### EXTRACT
The renowned art historian BN Goswamy in his new book brings to life the controversial 18th century artist Manaku
BN GOSWAMY IS India’s best known art historian, and our answer to Indiana Jones—or actually, Indiana Jones’ father, as played by Sean Connery in the movies. With his cravat and spectacles, he resembles a European Connery. He punctuates his conversation equally with Persian couplets and Vedic shlokas. He’s one of the last great liberal art professors in the country.
Like Jones, he has lived a dual life as a mild-mannered academician and a researcher finding and exploring old Pahari, Rajput, Mughal and Sikh paintings. He has also made a career of challenging assumptions. He chose to leave the IAS after two-and-a-half years to pursue a PhD in History. In 1958, when economic and political histories were the subjects of choice, he chose to focus on Art History. While Indian art historians (mostly foreigners) focused solely on rulers and the art they patronised, he has proved repeatedly that by the 17th century, family workshops were the embryo of painting styles and individual artists often moved from kingdom to kingdom following patrons or in search of them.

### EXCERPTED RECORDS
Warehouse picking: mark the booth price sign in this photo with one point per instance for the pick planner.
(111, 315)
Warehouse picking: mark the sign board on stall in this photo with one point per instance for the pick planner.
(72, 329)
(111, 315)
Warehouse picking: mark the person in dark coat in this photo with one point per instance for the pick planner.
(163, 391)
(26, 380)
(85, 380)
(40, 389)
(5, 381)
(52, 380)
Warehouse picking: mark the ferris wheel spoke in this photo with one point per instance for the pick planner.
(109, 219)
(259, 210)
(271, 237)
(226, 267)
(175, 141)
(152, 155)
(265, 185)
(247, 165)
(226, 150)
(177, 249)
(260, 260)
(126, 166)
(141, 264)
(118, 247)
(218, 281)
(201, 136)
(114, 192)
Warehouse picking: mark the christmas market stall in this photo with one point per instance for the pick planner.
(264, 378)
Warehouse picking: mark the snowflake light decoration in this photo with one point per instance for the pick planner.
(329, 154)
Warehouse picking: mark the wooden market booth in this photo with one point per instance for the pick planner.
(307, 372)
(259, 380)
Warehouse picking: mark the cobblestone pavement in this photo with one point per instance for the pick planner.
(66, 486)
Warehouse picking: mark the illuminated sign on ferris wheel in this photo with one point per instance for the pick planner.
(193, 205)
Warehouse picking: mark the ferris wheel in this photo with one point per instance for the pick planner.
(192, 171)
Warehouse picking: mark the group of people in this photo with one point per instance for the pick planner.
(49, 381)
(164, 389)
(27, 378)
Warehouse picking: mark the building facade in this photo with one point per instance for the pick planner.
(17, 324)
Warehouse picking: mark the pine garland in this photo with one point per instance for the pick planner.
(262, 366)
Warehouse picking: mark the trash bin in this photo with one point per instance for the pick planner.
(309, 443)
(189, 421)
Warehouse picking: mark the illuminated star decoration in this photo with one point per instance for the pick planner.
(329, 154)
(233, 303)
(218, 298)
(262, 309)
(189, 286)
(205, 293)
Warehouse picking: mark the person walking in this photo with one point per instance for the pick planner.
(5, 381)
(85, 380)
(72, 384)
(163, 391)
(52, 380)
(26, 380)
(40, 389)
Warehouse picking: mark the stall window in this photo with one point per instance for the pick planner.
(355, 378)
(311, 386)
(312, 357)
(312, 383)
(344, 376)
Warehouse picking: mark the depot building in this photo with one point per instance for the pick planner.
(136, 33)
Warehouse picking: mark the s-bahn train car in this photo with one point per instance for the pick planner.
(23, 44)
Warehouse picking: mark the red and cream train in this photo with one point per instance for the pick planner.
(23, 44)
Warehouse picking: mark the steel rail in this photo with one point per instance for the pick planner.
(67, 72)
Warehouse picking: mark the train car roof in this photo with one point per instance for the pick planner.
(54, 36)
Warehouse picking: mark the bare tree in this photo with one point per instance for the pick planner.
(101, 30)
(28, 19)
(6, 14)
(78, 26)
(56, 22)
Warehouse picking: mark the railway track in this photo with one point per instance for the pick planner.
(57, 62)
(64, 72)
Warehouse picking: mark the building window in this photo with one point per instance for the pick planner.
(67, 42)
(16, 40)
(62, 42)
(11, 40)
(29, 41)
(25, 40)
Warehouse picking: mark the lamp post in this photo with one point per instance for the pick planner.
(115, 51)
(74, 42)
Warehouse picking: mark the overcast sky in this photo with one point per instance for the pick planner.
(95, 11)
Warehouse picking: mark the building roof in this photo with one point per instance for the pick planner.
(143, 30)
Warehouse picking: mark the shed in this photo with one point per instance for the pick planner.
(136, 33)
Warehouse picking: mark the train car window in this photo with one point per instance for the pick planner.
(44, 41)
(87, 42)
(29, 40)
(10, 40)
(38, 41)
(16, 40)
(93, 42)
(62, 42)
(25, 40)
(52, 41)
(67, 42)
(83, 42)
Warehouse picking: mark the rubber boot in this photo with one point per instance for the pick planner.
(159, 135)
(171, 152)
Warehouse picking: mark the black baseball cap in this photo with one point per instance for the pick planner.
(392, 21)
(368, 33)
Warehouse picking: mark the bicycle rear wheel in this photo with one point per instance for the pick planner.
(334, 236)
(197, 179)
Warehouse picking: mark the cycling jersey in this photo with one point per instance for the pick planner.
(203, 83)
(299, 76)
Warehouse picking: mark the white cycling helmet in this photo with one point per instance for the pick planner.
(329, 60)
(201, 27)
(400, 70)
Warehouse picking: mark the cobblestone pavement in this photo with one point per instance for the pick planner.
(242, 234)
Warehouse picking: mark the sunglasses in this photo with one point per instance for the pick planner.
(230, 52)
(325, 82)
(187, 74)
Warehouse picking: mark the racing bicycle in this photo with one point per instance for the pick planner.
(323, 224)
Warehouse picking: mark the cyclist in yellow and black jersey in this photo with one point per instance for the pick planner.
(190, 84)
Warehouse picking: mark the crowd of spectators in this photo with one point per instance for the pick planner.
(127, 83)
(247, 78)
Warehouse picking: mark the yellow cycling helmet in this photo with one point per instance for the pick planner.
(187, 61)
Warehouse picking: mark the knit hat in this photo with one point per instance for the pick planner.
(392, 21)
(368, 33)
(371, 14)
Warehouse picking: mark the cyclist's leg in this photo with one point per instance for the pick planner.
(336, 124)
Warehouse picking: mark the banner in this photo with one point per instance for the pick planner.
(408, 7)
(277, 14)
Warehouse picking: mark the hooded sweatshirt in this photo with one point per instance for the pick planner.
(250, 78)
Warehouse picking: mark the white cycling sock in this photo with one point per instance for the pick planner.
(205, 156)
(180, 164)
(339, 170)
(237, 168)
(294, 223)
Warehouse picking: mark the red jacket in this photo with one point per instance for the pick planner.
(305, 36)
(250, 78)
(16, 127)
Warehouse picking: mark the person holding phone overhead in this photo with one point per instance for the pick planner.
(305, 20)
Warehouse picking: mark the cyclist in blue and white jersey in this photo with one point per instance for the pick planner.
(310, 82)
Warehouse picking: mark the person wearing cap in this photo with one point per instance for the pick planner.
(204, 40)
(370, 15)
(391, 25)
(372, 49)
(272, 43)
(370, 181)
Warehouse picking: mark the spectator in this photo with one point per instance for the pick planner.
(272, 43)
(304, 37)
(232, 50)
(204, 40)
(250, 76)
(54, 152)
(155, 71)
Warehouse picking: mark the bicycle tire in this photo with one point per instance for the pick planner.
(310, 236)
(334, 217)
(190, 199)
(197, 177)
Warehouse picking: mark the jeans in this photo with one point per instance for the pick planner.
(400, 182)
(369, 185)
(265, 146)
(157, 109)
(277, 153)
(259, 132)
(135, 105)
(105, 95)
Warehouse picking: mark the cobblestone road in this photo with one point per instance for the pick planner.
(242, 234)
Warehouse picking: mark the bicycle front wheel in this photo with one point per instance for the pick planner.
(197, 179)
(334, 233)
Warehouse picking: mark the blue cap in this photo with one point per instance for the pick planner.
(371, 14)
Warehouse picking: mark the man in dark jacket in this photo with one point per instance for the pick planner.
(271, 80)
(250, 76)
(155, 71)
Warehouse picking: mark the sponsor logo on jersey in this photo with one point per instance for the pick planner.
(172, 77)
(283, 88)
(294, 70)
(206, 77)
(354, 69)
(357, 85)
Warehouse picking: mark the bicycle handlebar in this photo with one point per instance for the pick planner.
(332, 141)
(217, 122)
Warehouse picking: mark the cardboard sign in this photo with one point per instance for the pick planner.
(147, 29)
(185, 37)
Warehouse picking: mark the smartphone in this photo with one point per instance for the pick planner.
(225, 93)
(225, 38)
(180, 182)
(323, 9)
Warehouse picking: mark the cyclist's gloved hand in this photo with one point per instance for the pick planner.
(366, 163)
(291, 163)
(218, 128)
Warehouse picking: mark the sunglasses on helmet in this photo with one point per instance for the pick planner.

### TASK SET
**a)** According to the Goswamy article, in what year did he choose to focus on Art History?
**b)** Please copy the Goswamy article word for word from "Like Jones, he" up to and including "search of them.".
The rows come from a separate source.

### ANSWERS BELOW
**a)** 1958

**b)**
Like Jones, he has lived a dual life as a mild-mannered academician and a researcher finding and exploring old Pahari, Rajput, Mughal and Sikh paintings. He has also made a career of challenging assumptions. He chose to leave the IAS after two-and-a-half years to pursue a PhD in History. In 1958, when economic and political histories were the subjects of choice, he chose to focus on Art History. While Indian art historians (mostly foreigners) focused solely on rulers and the art they patronised, he has proved repeatedly that by the 17th century, family workshops were the embryo of painting styles and individual artists often moved from kingdom to kingdom following patrons or in search of them.